> [WHAT YOU WILL DO] Each record that follows should be transcribed word for word.

-- RECORDS FOR THIS EXERCISE follows --

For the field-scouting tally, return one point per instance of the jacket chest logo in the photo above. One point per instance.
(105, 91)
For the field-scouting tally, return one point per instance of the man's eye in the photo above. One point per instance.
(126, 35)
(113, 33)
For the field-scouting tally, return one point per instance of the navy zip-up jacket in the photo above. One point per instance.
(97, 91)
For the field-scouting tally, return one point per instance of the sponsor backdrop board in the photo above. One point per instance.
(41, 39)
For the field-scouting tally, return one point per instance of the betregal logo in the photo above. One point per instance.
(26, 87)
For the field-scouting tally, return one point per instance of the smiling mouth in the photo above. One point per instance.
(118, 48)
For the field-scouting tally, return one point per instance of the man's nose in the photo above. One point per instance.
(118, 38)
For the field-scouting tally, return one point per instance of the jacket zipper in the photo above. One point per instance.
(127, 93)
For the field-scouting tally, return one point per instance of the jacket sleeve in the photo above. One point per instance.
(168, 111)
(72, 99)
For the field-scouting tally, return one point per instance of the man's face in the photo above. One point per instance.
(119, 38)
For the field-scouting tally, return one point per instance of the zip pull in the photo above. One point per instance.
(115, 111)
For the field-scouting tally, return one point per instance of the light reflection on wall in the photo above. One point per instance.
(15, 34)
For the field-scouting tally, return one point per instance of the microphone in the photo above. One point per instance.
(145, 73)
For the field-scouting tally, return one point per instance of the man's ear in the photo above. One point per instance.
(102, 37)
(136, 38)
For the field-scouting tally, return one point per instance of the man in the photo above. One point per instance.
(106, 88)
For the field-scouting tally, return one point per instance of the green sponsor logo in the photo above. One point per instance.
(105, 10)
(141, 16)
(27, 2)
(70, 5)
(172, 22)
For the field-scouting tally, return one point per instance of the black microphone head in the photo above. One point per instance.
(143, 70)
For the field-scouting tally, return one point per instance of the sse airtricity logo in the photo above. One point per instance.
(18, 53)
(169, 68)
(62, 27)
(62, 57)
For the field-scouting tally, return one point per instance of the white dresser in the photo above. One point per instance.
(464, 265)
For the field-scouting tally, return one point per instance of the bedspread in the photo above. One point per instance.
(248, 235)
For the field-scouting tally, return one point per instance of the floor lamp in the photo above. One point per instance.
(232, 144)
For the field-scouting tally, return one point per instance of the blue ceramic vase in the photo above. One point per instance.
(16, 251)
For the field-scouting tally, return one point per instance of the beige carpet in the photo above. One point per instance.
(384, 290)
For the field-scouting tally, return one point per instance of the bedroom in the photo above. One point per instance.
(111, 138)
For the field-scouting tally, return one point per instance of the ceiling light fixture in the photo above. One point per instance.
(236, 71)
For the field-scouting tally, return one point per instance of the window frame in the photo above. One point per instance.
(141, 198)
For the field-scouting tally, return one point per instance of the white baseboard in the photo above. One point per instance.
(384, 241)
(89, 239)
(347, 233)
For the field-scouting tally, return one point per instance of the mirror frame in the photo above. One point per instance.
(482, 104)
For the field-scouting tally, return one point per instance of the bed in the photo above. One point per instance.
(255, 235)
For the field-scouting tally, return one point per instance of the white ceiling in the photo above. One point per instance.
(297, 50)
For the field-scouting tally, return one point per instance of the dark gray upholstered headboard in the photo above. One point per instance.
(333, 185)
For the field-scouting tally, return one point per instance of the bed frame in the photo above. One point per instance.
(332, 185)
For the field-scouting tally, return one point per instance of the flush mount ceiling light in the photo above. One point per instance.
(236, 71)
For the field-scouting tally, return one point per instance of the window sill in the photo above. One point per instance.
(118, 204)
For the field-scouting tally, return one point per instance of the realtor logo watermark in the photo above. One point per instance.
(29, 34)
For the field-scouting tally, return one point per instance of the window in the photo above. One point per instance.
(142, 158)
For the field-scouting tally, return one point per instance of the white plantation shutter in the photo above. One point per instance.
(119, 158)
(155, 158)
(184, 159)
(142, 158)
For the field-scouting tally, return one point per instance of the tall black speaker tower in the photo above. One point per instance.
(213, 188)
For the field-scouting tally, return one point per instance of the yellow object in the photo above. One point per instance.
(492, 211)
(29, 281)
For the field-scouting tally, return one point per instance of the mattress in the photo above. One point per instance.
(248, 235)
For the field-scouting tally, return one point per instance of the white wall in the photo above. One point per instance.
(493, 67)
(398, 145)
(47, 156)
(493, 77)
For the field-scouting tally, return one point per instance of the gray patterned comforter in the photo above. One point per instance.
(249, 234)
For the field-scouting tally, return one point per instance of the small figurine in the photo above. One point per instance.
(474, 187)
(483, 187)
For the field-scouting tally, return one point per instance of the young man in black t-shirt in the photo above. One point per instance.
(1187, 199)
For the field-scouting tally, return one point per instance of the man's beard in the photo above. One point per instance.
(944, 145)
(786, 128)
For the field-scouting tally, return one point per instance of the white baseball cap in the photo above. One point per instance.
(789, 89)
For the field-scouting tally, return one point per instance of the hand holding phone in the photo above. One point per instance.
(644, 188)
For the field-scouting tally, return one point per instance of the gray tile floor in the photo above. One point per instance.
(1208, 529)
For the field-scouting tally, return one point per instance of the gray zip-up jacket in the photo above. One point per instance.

-- RECORDS FOR THIS EXERCISE concluded --

> [OUTPUT]
For the field-scouting tally, return one point per instance of the jacket chest logo in the photo above. One point per instance.
(105, 91)
For the field-scouting tally, return one point per instance of the man's eye in the photo above. One point per instance.
(126, 35)
(113, 33)
For the field-scouting tally, return one point per instance of the navy zip-up jacket in the photo above. One point per instance.
(97, 91)
For the field-scouting tally, return one point per instance of the sponsor backdrop board in the photo above. One point per instance.
(41, 39)
For the field-scouting tally, return one point per instance of the betregal logo in the photo above. One point per instance.
(26, 87)
For the field-scouting tally, return one point per instance of the smiling mouth in the photo above. One point per instance.
(118, 48)
For the field-scouting tally, return one point per instance of the man's nose in the photo above. One point per instance.
(118, 38)
For the field-scouting tally, return one point per instance of the jacket zipper in the photo above. One point per instance.
(127, 93)
For the field-scouting tally, return one point per instance of the jacket sleeve in the photo above. One point per instance.
(168, 111)
(72, 99)
For the field-scouting tally, return one point per instance of the man's face in the photo above. One point per instance.
(119, 38)
For the field-scouting tally, return one point per instance of the zip pull in the photo above. One point per instance.
(115, 111)
For the field-scouting tally, return one point per instance of the light reflection on wall in the photo above. One point per instance.
(15, 34)
For the field-scouting tally, return one point per instance of the microphone in the photo above. One point per instance.
(145, 73)
For the field-scouting tally, return one point per instance of the man's ear in the photo above. One point per instance.
(102, 37)
(136, 38)
For the field-scouting tally, return one point per instance of the man in the photo above. One point per instance.
(106, 88)
For the field-scouting tally, return one point per instance of the green sponsor logo in the photo above. One point per instance.
(105, 10)
(141, 16)
(27, 2)
(70, 5)
(172, 22)
For the field-scouting tally, return one point per instance of the black microphone head in the photo above. One point per instance.
(143, 70)
For the field-scouting tally, return one point per instance of the sse airtricity logo in the photo above. One point per instance.
(18, 53)
(169, 68)
(62, 27)
(62, 57)
For the field-scouting tally, return one point per instance of the white dresser in the photo above. One point per instance.
(464, 265)
For the field-scouting tally, return one point per instance of the bedspread in the photo above. One point per instance.
(248, 235)
For the field-scouting tally, return one point per instance of the floor lamp in the photo above. One point per instance.
(232, 144)
For the field-scouting tally, return one point per instance of the blue ceramic vase in the photo above. One point per instance.
(16, 251)
For the field-scouting tally, return one point per instance of the beige carpet in the photo above. One point per instance.
(384, 290)
For the field-scouting tally, return one point per instance of the bedroom in the photo above. One point per instance.
(111, 138)
For the field-scouting tally, return one point per instance of the ceiling light fixture in the photo above. One point per instance.
(236, 71)
For the field-scouting tally, return one point per instance of the window frame in the photo above. One point per instance.
(141, 198)
For the field-scouting tally, return one point per instance of the white baseboard in the photo above. One point per instance.
(384, 241)
(89, 239)
(347, 233)
For the field-scouting tally, return one point per instance of the mirror frame in the photo above. One point per instance.
(482, 104)
For the field-scouting tally, return one point per instance of the bed in the photo above. One point per instance.
(255, 235)
For the field-scouting tally, return one point per instance of the white ceiling in the photo above. One point per instance.
(297, 50)
For the field-scouting tally, return one point per instance of the dark gray upholstered headboard in the photo above. One point per instance.
(333, 185)
For the field-scouting tally, return one point per instance of the bed frame in the photo above. One point per instance.
(332, 185)
For the field-scouting tally, return one point per instance of the flush mount ceiling light in the photo above. One point per instance.
(236, 71)
For the field-scouting tally, return one point per instance of the window sill in the photo above. One point per instance.
(118, 204)
For the field-scouting tally, return one point per instance of the realtor logo watermark in the photo above. One point per instance.
(29, 34)
For the field-scouting tally, return one point per instance of the window in the photo above. One point per instance.
(142, 158)
For the field-scouting tally, return one point per instance of the white plantation shutter in the photo above. One point per instance.
(119, 158)
(155, 158)
(184, 159)
(142, 158)
For the field-scouting tally, return one point per instance of the tall black speaker tower in the photo above. One point per instance.
(213, 188)
For the field-scouting tally, return one point per instance of the yellow object in the photo above. One point per instance.
(492, 211)
(29, 281)
For the field-scouting tally, return one point per instance of the mattress in the photo above. One point per instance.
(248, 235)
For the field-scouting tally, return one point per instance of the white wall in the photo above. One point per instance.
(493, 67)
(398, 145)
(47, 156)
(493, 77)
For the field-scouting tally, return one point per instance of the gray patterned comforter in the photo above. One point per instance.
(249, 234)
For the field-scouting tally, return one point per instance of the small figurine in the photo above. One point per instance.
(474, 187)
(483, 187)
For the field-scouting tally, return one point per instance of the young man in black t-shirt in the photo above. One point per instance.
(1187, 199)
For the field-scouting tally, return one point per instance of the man's beard in the photo above. One point per instance.
(944, 145)
(786, 128)
For the field-scouting tally, return one point per instance of the white baseball cap in the photo above. One point per instance.
(789, 89)
For the field-scouting tally, return one point per instance of the hand holding phone in the photo above. One point per instance.
(644, 188)
For the field-scouting tally, return one point per instance of the gray tile floor in the photo above. One point per instance.
(1208, 529)
For the field-scouting tally, return one point per instance of the gray zip-up jacket in the photo above. One point per instance.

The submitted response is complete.